--- Start ---
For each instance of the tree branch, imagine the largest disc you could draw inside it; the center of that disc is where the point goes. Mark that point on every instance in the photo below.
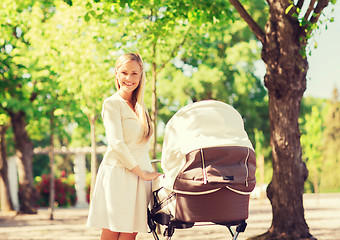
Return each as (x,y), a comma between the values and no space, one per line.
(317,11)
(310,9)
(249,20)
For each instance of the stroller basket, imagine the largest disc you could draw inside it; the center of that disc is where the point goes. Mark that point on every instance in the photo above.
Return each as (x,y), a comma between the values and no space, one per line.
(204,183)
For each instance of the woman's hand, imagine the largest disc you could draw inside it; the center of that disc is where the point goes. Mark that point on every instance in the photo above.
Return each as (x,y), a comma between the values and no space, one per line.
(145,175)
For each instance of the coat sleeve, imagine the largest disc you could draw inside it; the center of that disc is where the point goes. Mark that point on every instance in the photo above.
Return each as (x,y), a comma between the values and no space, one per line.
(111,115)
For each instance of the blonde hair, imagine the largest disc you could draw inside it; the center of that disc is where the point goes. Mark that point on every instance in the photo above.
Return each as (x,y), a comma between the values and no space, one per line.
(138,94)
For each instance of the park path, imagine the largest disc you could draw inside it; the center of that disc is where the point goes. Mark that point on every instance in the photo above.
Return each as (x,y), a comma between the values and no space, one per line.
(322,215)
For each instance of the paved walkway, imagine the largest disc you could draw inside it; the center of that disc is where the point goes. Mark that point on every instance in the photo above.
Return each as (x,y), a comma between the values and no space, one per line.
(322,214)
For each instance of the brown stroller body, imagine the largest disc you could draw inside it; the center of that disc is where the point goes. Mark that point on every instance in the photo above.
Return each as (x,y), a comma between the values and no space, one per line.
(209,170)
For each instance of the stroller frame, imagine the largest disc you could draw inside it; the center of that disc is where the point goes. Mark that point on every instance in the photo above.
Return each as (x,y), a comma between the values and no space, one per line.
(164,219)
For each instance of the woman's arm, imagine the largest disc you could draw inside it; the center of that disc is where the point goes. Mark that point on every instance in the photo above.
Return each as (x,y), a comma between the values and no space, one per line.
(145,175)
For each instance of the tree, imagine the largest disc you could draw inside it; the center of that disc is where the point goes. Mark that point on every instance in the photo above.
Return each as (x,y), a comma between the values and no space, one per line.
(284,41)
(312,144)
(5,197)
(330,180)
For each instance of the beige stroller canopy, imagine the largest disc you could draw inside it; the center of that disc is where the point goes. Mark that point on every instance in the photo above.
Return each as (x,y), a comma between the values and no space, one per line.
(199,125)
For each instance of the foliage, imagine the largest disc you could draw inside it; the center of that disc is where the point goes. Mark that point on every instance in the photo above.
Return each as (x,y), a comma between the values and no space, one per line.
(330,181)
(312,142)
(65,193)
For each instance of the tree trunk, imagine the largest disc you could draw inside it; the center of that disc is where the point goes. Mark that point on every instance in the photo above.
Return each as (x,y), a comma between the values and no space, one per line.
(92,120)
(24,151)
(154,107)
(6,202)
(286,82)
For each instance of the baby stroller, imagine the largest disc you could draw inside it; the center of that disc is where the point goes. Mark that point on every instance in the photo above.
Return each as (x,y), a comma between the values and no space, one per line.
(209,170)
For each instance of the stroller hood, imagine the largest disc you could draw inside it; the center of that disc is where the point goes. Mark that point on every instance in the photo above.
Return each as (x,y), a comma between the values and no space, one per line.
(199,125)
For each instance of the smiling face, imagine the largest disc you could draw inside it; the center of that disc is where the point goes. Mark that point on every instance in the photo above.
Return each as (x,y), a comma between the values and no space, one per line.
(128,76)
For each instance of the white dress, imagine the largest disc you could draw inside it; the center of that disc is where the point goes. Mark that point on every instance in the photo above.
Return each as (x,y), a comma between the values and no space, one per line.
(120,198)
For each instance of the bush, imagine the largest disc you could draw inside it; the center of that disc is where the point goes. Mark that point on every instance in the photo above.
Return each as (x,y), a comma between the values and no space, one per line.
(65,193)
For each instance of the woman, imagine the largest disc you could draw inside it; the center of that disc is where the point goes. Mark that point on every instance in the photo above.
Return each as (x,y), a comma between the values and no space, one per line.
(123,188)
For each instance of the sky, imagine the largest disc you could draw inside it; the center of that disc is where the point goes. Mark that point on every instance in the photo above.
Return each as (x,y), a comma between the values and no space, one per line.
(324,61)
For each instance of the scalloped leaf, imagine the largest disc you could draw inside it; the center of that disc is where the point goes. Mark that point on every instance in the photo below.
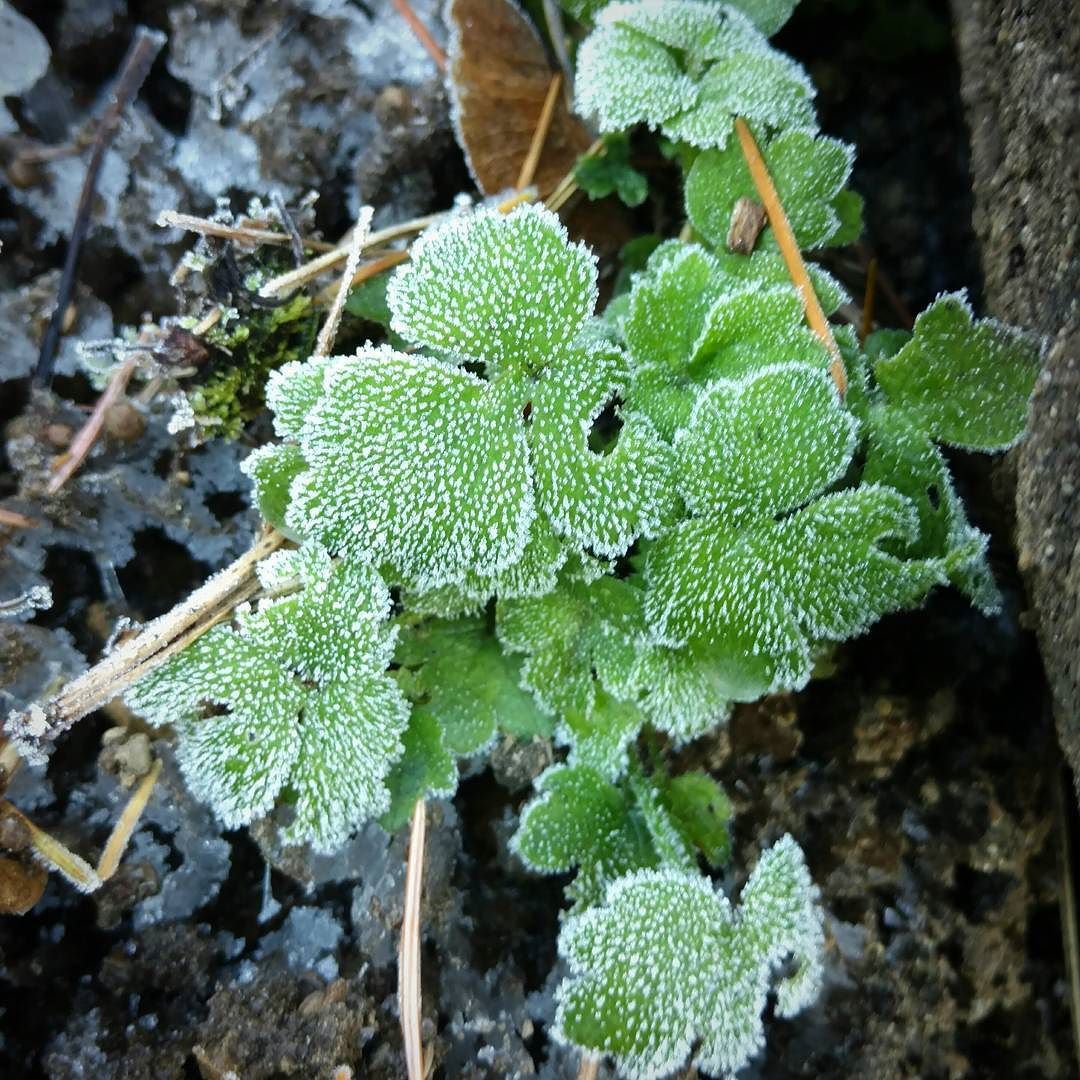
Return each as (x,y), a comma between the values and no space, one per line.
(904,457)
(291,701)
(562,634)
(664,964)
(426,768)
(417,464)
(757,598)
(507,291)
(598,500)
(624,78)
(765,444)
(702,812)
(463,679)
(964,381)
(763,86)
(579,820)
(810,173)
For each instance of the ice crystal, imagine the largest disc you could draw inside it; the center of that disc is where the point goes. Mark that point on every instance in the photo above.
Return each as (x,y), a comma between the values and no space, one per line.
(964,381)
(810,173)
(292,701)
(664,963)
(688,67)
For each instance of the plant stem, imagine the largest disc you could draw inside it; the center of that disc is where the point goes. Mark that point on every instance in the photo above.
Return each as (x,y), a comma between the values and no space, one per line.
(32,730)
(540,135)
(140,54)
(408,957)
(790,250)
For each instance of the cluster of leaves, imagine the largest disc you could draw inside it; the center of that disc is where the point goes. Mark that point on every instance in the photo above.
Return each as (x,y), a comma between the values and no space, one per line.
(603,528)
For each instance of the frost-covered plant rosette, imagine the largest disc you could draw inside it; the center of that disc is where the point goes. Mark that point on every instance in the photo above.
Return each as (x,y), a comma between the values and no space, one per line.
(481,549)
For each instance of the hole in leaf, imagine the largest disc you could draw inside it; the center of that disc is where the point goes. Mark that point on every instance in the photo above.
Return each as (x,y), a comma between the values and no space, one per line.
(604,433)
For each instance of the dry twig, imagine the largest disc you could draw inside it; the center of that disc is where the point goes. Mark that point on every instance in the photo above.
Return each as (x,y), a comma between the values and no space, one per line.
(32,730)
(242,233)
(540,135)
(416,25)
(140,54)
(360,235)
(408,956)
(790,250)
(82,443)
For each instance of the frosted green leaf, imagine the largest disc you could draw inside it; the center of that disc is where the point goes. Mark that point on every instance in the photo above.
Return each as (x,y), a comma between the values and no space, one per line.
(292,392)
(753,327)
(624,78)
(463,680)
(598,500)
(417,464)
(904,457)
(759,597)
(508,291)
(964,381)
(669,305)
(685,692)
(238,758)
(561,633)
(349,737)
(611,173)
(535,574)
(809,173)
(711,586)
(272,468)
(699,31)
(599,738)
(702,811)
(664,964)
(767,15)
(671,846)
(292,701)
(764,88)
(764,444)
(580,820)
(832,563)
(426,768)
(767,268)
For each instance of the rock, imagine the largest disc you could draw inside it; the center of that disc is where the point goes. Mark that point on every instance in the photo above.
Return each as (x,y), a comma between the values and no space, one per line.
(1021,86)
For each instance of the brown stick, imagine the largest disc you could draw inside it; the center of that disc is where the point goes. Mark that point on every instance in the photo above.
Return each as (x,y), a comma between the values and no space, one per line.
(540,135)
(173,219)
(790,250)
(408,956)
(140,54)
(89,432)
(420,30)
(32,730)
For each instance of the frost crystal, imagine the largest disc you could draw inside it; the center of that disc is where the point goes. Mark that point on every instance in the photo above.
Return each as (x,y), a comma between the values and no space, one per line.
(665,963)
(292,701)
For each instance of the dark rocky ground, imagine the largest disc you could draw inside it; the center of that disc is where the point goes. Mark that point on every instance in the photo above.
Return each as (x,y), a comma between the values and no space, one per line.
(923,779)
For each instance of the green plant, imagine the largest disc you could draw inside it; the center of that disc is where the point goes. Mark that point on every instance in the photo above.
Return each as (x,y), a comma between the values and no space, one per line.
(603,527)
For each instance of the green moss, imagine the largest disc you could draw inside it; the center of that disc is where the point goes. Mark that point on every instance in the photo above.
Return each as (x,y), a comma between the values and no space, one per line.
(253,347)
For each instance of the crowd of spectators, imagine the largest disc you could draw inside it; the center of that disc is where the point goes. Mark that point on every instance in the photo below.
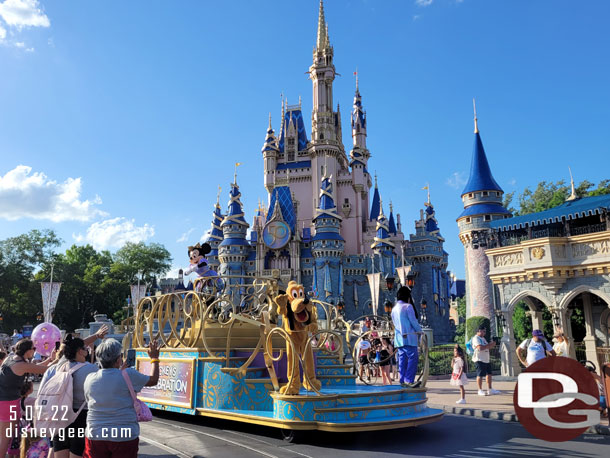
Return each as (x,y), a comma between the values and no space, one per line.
--- End ---
The task:
In the records above, find the line containing "For each instance of the rock, imagine", then please restate it and each line after it word for word, pictures excluded.

Output below:
For each instance of the rock, imagine the largest disc you could draw inside it; the center of that disc is where the point goes. Mark that point on every instance in the photo above.
Return each as (x,y), a comma between the values and no space, one per line.
(1021,86)
For each instance of the brown stick, imagine the largest disc you could draw inside it; the center of that disc is where the point goes. Mark that point on every instance in the photo above.
Return each as (x,y), a comma between the values and no space, one per line.
(540,135)
(173,219)
(790,250)
(408,956)
(140,54)
(89,432)
(420,30)
(32,730)
For each instance of the frost crystal, imagine the largest disc you could draw inside it; the center of that disc is where the point goes. Mark that point on every instance in the photo above.
Return each as (x,y), a comma between the values and no space, one per line.
(665,963)
(292,701)
For each instance of the dark rocky ground, imagine the largest disc you could draw inside it; the center of that disc is where the point goes. Mark that point on every instance in the photo above.
Return each as (x,y), a comma between the values and no space, one per line.
(923,779)
For each instance of the green plant, imagine the largest disc you could draw inside it; the center of that disc is where the point goes. Mark that point on every instance in the photo above.
Return each as (x,y), a comma between the values and no space, one per line.
(603,527)
For each instance of the green moss, imagine the largest disc you could draw inside it; the center of that disc is where the point goes. Mark that point on every instance in the photo above.
Return each as (x,y), a comma between the values and no space, one per line.
(253,347)
For each instance of the crowd of spectators, imagine the largest disc you could draw inside it; the center of that disc is where the point goes. Mark that point on every instance in the photo below.
Return each as (x,y), a comma between the values and no space, one per line.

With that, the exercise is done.